A Template Report Detection System Based on Semantic Text Similarity

In academic publishing, the integrity of the peer-review process is critical for maintaining scientific quality. However, this process faces a significant threat from sophisticated fraud, including the use of paraphrased template reports and coordinated misconduct by reviewer rings and paper mills.

Sarah Weber, 2025

Type of Thesis Bachelor Thesis
Client MDPI
Supervisor Pustulka, Elzbieta
Views: 53
While many major scientific publishers utilise systems to detect verbatim text reuse, these tools are often architecturally limited, leaving the peer-review process vulnerable to sophisticated threats like paraphrased content and coordinated fraud among different reviewers.

------------------------------------------------

Instructions:
[1] Translate this sentence from the thesis summary into Spanish: "In academic publishing, the integrity of the peer-review process is critical for maintaining scientific quality."
[2] Answer from the thesis summary:
(a) What type of thesis is it?
(b) Who is named as the client?
(c) What do many major scientific publishers use systems to detect?
[3] Copy the passage of the thesis summary between "Type of Thesis" and "among different reviewers.", inclusive.

------------------------------------------------

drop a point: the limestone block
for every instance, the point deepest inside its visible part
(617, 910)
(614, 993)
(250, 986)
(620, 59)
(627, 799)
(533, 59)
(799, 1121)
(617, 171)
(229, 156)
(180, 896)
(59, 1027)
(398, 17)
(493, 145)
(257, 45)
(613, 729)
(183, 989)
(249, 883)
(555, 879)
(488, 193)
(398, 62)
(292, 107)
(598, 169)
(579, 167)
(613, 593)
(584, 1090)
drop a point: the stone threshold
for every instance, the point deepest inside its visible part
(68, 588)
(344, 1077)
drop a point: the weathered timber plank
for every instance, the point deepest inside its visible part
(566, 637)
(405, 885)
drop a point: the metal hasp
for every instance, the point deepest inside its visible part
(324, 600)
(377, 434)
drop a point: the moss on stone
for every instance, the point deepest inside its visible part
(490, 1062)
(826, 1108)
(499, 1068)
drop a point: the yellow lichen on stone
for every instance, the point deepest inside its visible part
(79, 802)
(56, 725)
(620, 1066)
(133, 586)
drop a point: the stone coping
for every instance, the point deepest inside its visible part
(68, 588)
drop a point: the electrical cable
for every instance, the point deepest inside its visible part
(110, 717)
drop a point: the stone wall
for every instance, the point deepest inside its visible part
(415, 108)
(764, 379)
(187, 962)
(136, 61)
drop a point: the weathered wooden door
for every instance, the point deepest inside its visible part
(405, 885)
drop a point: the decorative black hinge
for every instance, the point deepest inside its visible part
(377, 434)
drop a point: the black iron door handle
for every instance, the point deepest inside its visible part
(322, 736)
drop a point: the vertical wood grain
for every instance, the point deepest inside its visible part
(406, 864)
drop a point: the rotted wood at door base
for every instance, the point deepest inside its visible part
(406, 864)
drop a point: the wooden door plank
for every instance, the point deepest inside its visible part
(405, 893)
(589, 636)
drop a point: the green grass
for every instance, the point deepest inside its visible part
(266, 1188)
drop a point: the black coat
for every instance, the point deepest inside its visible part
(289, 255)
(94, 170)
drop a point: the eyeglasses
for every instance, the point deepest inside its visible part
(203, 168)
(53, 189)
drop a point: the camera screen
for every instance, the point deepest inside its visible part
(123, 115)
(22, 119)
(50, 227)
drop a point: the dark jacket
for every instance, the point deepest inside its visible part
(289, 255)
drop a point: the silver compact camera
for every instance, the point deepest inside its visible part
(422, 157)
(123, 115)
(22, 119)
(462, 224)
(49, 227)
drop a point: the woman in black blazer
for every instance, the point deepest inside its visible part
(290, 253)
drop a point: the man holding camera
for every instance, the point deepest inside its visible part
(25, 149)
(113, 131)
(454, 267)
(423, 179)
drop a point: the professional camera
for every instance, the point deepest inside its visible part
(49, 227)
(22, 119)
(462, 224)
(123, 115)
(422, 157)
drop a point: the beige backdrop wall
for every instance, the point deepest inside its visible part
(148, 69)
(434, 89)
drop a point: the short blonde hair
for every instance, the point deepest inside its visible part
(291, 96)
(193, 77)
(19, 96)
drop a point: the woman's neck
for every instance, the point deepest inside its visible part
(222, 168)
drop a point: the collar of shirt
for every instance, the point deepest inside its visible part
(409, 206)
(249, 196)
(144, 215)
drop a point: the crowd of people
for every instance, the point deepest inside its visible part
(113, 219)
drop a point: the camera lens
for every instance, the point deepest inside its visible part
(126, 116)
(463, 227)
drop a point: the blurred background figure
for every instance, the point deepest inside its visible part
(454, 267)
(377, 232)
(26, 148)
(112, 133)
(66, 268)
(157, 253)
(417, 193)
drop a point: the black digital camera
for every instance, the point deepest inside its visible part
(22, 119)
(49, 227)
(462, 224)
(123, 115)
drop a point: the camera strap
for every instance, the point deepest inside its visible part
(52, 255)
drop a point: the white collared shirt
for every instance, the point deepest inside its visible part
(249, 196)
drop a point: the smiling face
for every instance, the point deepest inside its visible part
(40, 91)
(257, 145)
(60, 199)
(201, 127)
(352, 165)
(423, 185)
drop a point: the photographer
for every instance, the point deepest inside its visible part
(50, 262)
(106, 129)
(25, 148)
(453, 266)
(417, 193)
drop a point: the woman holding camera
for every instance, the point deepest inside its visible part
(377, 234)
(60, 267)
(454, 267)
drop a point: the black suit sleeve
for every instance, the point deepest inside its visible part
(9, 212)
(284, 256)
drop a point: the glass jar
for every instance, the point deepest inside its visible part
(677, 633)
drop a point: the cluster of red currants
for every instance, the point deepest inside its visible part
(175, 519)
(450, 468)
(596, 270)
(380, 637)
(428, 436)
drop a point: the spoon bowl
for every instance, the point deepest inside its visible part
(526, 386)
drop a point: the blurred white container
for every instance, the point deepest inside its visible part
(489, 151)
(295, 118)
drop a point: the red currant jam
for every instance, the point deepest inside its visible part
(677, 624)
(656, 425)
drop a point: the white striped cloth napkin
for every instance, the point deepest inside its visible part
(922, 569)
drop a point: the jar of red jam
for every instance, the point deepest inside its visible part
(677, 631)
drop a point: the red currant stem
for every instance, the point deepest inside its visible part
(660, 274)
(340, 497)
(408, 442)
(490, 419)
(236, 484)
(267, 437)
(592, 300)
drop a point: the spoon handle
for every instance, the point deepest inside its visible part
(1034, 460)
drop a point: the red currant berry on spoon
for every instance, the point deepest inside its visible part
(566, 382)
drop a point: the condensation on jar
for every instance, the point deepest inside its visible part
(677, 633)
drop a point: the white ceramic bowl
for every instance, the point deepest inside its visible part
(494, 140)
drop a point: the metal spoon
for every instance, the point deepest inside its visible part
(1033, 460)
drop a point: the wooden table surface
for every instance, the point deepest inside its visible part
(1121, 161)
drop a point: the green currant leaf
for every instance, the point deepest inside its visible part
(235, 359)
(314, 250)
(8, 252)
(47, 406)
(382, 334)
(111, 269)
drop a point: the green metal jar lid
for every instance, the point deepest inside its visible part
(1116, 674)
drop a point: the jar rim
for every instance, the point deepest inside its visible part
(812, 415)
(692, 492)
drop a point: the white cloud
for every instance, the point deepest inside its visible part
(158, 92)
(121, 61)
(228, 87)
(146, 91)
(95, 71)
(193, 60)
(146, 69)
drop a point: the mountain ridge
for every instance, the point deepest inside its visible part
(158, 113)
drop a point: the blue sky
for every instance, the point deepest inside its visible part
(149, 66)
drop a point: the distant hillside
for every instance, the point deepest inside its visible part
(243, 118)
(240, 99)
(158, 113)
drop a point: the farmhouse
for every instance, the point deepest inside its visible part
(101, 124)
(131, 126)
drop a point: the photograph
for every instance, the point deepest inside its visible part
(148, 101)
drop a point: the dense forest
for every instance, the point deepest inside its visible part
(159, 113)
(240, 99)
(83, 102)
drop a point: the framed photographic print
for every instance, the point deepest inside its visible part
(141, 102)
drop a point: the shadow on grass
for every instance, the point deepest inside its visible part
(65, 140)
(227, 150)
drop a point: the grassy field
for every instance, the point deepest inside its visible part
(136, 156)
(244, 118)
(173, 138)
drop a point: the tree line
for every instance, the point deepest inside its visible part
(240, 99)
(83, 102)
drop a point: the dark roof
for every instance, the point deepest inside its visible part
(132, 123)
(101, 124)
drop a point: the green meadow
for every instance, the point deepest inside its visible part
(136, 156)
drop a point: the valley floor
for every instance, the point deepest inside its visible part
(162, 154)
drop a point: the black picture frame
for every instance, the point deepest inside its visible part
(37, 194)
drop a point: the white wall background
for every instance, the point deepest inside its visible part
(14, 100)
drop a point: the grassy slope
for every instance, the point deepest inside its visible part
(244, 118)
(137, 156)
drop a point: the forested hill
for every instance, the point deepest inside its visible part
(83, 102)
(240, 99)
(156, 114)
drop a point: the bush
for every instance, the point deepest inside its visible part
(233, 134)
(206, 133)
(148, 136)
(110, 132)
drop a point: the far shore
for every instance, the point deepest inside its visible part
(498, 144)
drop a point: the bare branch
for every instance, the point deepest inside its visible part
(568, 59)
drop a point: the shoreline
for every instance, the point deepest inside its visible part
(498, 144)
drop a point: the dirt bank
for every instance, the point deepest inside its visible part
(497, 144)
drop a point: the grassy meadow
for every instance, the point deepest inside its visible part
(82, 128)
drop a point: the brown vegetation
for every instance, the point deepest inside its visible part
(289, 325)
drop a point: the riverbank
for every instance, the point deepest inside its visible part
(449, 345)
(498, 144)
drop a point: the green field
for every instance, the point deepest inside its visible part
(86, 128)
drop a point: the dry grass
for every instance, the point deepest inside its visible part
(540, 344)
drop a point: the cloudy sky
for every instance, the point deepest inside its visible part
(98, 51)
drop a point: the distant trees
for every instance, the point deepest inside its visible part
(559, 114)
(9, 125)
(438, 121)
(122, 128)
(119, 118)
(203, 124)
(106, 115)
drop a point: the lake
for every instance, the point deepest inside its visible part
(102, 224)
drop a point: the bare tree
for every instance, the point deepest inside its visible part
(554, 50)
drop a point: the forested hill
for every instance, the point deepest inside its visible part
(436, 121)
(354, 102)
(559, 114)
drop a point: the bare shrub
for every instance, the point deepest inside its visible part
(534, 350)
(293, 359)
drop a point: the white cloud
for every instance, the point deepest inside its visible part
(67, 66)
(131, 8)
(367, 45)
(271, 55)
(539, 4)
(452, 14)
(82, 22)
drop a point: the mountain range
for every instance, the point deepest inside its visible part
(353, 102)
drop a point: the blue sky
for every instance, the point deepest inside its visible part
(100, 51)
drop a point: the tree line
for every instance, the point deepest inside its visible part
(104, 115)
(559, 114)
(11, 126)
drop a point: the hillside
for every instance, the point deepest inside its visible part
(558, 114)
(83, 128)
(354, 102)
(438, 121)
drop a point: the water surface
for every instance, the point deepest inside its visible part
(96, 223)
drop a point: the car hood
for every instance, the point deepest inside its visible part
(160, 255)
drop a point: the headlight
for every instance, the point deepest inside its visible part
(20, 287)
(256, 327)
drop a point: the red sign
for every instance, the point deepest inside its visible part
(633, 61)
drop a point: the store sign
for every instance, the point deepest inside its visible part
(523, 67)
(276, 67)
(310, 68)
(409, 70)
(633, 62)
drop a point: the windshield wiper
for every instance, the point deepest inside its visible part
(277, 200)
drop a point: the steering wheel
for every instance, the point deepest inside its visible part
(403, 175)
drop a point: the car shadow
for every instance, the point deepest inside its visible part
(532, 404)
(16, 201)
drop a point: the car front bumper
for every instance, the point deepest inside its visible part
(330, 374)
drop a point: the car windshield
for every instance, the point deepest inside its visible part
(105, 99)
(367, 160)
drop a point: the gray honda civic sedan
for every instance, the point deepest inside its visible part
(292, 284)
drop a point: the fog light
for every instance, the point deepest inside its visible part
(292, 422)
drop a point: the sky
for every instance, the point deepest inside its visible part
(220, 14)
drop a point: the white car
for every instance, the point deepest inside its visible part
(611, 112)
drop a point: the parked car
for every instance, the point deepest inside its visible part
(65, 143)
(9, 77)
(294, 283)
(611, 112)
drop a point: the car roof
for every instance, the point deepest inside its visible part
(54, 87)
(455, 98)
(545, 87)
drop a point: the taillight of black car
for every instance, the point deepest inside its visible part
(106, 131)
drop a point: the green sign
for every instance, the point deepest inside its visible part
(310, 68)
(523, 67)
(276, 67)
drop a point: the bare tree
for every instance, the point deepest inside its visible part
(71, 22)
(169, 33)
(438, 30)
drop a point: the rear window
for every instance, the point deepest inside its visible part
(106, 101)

------------------------------------------------

Replies:
[1] En la publicación académica, la integridad del proceso de revisión por pares es fundamental para mantener la calidad científica.

[2]
(a) A bachelor thesis.
(b) MDPI.
(c) Verbatim text reuse.

[3]
Type of Thesis Bachelor Thesis
Client MDPI
Supervisor Pustulka, Elzbieta
Views: 53
While many major scientific publishers utilise systems to detect verbatim text reuse, these tools are often architecturally limited, leaving the peer-review process vulnerable to sophisticated threats like paraphrased content and coordinated fraud among different reviewers.